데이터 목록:
☆ ☆ ☆ ☆

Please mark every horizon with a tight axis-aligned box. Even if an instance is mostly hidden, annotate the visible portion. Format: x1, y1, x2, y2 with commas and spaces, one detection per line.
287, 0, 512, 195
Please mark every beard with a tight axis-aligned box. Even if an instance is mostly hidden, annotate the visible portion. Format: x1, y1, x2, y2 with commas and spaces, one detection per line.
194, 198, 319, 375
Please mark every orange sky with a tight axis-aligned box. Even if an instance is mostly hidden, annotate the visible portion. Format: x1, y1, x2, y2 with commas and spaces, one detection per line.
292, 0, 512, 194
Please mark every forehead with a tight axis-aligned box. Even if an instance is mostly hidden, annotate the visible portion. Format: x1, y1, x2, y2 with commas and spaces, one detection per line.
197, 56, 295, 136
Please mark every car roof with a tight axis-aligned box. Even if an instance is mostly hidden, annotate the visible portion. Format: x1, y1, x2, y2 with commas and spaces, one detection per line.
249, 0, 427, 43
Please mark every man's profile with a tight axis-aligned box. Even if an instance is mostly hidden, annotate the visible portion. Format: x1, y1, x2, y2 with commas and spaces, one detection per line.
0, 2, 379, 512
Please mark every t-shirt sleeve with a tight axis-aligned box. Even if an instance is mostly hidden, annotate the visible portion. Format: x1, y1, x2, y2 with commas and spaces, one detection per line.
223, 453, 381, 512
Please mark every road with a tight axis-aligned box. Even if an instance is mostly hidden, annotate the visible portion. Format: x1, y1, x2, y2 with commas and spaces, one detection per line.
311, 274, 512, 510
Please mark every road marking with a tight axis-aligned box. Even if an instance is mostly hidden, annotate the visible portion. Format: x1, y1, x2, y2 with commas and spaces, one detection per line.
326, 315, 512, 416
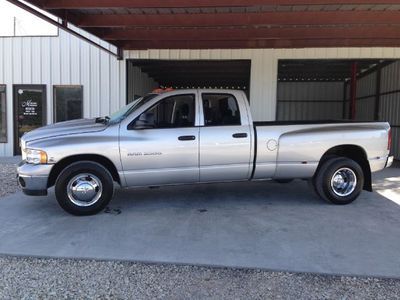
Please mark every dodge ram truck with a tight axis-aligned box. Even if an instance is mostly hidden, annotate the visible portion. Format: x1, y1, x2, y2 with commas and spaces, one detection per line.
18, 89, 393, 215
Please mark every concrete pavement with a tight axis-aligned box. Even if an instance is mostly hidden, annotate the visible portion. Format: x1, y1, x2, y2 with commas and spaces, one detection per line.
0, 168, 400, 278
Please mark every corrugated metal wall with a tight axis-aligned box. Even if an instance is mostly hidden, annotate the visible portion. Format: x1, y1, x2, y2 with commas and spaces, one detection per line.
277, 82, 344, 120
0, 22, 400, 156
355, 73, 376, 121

☆ ☆ ☆ ☆

_과제 목표_
위 기록에서 "Please mark every t-shirt" 문구가 들어 있는 줄부터 "326, 315, 512, 416" 문구가 들어 있는 줄까지 양 끝 줄을 포함한 모든 줄을 다시 쓰고, 그 범위의 상자 좌표는 값마다 115를 더해 옮기세요.

_문제 풀이_
Please mark every t-shirt sleeve with a tight axis-aligned box. Even if an instance is mostly hidden, annotate the visible portion. Format: x1, y1, x2, y2 with commas and spaces, one detection per line.
338, 568, 496, 627
Please mark every road with a tight axis-aligned box. Even if an instance is mostly hidden, annotate the visible portion. Format: x1, y1, x2, y2 with commas and spaces, one detection per line.
426, 389, 627, 625
Please mark every road marking with a tight axis-aligned box. Even if an instance is mostly hidden, annotate the visible portion. Format: x1, y1, x2, y2 with commas and spaces, one detection per line.
441, 430, 627, 531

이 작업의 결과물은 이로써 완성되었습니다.